• **Job 1**
From the article excerpt, list every work cited by author name, with its reference number.

The results further suggest that TKS mediates the relationship between CG and WSB, aligning with existing literature that highlights the role of knowledge sharing in improving organization expected behaviors. Previous studies indicate that effective TKS can increase workers’ awareness of hazards and best practices, and further enhances workers’ safety outcomes. For example, Zhang et al. (23) pointed out that workers in teams with strong TKS are more likely to adopt safety behaviors because they better understand safety protocols. Besides, Mei et al. (79) and Yang et al. (85) also argued that sharing safety-related knowledge leads workers to follow regulations and helps to establish a safer work environment.

This study incorporates CG into the framework of TKS and WSB, thus expanding the existing literature. We demonstrate that guanxi is a culturally embedded mechanism and can play a key role in boosting TKS. In a collectivist society like China, guanxi creates an environment where trust and mutual obligations motivate workers to share critical safety knowledge with their peers. As Huang et al. (104), Ding et al. (74) and Ren et al. (105) argued, guanxi can increase trust and foster open communication and knowledge exchange, which is essential for improving safety behaviors on construction sites. This study, therefore, adds a cultural dimension to our understanding of how interpersonal relationships influence safety behavior through knowledge sharing.

From a theoretical perspective, this study contributes to knowledge sharing theory (76) by extending it to the context of safety behavior in construction settings from the aspect of guanxi. This study shows that CG enhances both the quality and frequency of safety knowledge sharing. By integrating relational dynamics into the theory, this research emphasizes the importance of social ties in facilitating the exchange of knowledge, particularly in environments where timely and accurate information can directly prevent accidents. This study, therefore, highlights how informal social networks like guanxi contribute to the transfer of safety-related knowledge and the improvement of safety behaviors.

5.1.4 Moderation effect of team safety climate

The results show that TSC moderates the link between CG and both TI and TKS. These findings are aligned with the existing literature. The previous studies argued the complicated roles of TSC in facilitating WSB in the construction industry. For instance, Zhao and Li (106) found that a positive safety climate fosters a cohesive team environment, which enhances workers’ psychological resilience and promotes safety behavior. Similarly, Lingard et al. (29) observed that a strong safety climate encourages cooperation and mutual support among workers, which is vital for TI and effective TKS.

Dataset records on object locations
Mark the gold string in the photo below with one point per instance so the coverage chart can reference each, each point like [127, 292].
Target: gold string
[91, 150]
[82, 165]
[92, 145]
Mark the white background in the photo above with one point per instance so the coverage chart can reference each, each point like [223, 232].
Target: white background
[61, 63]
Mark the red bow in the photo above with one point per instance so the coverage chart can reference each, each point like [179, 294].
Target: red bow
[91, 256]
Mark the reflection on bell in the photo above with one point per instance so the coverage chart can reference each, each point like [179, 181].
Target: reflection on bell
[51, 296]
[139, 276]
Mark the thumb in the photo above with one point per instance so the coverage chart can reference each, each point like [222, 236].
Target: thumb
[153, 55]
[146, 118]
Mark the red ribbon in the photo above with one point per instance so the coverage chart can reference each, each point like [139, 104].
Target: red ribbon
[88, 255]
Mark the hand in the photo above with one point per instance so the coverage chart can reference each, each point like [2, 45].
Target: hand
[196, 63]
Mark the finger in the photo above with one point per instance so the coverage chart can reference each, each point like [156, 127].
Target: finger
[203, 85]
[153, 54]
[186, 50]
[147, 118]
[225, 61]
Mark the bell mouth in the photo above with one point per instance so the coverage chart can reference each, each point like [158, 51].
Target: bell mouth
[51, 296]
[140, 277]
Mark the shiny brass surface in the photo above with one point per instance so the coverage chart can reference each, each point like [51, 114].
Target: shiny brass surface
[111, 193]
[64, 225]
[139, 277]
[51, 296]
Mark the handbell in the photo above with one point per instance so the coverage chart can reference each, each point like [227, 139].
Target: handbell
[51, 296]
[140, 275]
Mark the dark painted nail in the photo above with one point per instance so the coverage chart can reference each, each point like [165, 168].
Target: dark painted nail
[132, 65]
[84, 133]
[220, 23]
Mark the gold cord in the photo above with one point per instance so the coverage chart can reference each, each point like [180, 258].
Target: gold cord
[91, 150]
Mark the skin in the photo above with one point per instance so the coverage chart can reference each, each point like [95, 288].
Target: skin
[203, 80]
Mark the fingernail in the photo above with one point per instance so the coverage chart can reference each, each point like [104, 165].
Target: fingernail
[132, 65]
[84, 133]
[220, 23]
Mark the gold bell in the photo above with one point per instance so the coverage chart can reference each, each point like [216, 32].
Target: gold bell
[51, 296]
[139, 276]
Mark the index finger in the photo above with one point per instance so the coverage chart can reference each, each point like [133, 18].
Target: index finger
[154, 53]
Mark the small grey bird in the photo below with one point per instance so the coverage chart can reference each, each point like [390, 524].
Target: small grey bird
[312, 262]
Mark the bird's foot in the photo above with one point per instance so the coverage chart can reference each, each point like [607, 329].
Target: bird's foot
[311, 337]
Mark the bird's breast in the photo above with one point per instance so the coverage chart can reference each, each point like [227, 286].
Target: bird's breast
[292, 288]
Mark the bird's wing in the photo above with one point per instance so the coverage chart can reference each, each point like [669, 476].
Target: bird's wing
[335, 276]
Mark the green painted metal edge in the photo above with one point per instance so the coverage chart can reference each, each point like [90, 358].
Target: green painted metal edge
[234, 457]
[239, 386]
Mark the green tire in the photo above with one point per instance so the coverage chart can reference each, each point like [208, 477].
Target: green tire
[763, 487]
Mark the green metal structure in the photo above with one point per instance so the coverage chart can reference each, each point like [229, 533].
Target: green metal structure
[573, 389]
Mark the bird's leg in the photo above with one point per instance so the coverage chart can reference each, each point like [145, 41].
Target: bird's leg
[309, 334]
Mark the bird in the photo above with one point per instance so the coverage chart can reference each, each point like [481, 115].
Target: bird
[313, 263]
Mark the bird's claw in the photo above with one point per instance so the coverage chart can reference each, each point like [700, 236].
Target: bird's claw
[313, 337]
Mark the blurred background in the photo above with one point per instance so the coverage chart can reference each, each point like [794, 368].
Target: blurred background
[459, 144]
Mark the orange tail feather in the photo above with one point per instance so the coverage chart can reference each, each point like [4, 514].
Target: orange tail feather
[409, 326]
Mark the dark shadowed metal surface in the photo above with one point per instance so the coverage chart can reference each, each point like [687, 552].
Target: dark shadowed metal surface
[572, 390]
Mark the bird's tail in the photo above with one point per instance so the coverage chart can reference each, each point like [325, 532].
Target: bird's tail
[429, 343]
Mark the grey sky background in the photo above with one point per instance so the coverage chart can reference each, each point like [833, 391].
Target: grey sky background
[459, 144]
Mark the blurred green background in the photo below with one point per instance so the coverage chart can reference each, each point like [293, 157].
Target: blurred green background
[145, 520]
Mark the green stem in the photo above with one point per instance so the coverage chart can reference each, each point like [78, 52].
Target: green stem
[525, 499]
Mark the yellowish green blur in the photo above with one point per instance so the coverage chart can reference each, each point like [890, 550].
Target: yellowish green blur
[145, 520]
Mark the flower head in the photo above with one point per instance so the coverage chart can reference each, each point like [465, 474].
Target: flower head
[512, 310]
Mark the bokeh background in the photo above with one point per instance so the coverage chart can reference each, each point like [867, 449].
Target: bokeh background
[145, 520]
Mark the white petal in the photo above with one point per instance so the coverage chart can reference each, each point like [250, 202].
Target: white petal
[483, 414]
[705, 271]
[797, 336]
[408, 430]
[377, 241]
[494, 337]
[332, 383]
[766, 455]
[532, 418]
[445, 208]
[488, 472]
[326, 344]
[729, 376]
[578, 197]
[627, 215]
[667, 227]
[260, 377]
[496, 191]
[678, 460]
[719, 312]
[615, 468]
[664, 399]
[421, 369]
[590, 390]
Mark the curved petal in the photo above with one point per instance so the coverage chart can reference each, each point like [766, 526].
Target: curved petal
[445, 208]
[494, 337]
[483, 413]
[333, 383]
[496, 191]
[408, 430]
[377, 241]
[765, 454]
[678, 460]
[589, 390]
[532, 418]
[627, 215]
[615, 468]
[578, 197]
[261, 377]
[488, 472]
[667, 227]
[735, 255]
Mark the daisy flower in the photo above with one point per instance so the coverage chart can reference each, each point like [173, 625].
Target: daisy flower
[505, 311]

• **Job 2**
Collect every line of the records that contains the string "stem".

• **Output 1**
Zhang et al. (23)
Mei et al. (79)
Yang et al. (85)
Huang et al. (104)
Ding et al. (74)
Ren et al. (105)
Zhao and Li (106)
Lingard et al. (29)

• **Output 2**
Mark the green stem in the photo above with one point per instance so the coverage chart can reference each, each point like [78, 52].
Target: green stem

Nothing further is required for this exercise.